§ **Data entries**
+ + + + + + +
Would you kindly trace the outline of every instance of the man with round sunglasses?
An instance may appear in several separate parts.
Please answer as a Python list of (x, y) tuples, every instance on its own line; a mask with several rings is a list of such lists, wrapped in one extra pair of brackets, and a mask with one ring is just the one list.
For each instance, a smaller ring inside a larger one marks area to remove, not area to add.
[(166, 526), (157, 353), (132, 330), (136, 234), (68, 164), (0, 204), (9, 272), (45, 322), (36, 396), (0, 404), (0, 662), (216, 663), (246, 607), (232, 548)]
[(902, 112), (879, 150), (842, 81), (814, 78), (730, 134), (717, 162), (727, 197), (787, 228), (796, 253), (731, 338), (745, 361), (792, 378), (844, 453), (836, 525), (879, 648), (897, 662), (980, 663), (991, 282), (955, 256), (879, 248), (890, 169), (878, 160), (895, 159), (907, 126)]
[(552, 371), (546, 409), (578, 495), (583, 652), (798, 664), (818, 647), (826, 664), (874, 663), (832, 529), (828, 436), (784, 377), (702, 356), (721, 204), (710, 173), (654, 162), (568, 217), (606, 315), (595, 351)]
+ + + + + + +
§ **EXERCISE BRIEF**
Write all of the records out again exactly.

§ **RESULT FOR THIS TASK**
Would you kindly trace the outline of every instance of the man with round sunglasses?
An instance may appear in several separate parts.
Please answer as a Python list of (x, y) tuples, every instance on its own line; a mask with several rings is a list of such lists, wrapped in one extra pair of brackets, and a mask with one ring is just the one list.
For each instance, a smaller ring inside a larger one marks area to remove, not area to add.
[(166, 526), (157, 353), (132, 330), (136, 234), (68, 164), (0, 204), (9, 272), (45, 322), (36, 396), (0, 404), (0, 662), (216, 663), (246, 607), (232, 548)]
[(902, 112), (879, 150), (842, 81), (814, 78), (730, 134), (717, 162), (727, 197), (787, 228), (796, 253), (731, 338), (745, 361), (792, 378), (844, 453), (836, 525), (879, 648), (897, 662), (980, 663), (991, 282), (955, 256), (879, 248), (890, 169), (878, 160), (895, 159), (907, 126)]
[(552, 371), (546, 409), (578, 495), (583, 652), (798, 664), (818, 647), (826, 664), (874, 663), (832, 529), (828, 436), (784, 377), (702, 356), (721, 204), (710, 173), (654, 162), (568, 217), (606, 315), (595, 351)]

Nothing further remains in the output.